_WHAT IS EXPECTED_. Every single entry that follows must be copied exactly.

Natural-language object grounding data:
####################
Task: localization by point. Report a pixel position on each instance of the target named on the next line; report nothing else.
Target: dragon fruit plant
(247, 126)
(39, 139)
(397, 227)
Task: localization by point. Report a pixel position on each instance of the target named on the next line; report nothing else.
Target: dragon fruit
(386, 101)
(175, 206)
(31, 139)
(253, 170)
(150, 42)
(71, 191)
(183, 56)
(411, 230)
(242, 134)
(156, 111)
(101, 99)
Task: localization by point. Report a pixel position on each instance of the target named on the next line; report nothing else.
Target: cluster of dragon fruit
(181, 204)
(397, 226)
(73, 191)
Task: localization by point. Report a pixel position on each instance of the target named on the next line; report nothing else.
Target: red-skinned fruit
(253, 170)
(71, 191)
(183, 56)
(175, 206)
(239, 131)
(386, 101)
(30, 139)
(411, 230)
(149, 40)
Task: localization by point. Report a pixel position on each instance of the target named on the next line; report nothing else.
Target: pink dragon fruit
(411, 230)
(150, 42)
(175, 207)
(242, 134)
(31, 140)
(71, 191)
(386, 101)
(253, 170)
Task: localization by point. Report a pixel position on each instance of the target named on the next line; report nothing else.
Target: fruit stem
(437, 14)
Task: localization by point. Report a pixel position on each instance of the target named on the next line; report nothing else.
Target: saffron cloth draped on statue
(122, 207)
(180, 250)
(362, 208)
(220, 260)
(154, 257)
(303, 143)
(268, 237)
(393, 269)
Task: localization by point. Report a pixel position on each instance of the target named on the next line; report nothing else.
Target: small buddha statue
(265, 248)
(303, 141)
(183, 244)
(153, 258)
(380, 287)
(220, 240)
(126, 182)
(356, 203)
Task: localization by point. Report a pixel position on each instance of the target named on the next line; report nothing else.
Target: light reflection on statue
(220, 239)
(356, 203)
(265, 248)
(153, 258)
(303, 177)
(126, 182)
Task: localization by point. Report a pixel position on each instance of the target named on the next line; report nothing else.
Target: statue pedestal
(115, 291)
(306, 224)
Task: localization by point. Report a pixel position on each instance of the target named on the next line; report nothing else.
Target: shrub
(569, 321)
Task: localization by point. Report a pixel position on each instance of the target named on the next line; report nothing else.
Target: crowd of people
####################
_ANSWER_.
Task: localization by point. Report a pixel position on each instance of the target named on the next line; report nothing else.
Target: dragon fruit plant
(247, 126)
(39, 139)
(397, 227)
Task: localization by point. Report a pixel position on each instance of the target named on the next line; report nothing else.
Target: dragon fruit
(386, 101)
(175, 206)
(31, 139)
(253, 170)
(150, 42)
(71, 191)
(183, 56)
(411, 230)
(242, 134)
(156, 111)
(101, 99)
Task: localization by point. Report a pixel position on each instance of the target named on the next line; report nothing else.
Target: cluster of dragon fruit
(181, 204)
(397, 226)
(73, 191)
Task: localization by point. Report a pixel position on each instance of the target named on the next line; report nothing else.
Target: red-skinned fruit
(253, 170)
(71, 191)
(183, 56)
(175, 206)
(239, 131)
(386, 101)
(30, 139)
(411, 230)
(149, 40)
Task: localization by point. Report a pixel position on each instance of the target named on the next line; report nothing else.
Target: pink dragon fruit
(411, 230)
(150, 42)
(175, 207)
(242, 134)
(31, 140)
(71, 191)
(386, 101)
(253, 170)
Task: localization by point. Report a pixel position on each instance of the target named on the next line; report nothing else.
Target: fruit stem
(437, 14)
Task: localization by point. Report a pixel position on each instance of the target named on the next line; report nothing else.
Target: saffron cloth draped on statue
(122, 207)
(180, 250)
(362, 208)
(220, 260)
(154, 257)
(303, 143)
(268, 237)
(393, 269)
Task: localization by point. Report a pixel position on each instance of the target named on the next line; report nothing else.
Target: small buddha statue
(265, 248)
(303, 141)
(183, 244)
(153, 258)
(380, 287)
(220, 240)
(126, 182)
(356, 203)
Task: localization by point. Report a pixel position on each instance of the target named on the next line; report nothing else.
Target: light reflection on statue
(220, 239)
(356, 203)
(265, 248)
(153, 258)
(303, 177)
(126, 182)
Task: localization by point. Report a pixel position on each instance of the target named on the next line; report nothing else.
Target: statue pedestal
(115, 291)
(306, 224)
Task: localization by point. Report a pixel position on each instance of the target named on the next line; report nothing else.
Target: shrub
(569, 321)
Task: localization by point. Report a pixel position on each instance of the target named on the next line; report nothing else.
Target: crowd of people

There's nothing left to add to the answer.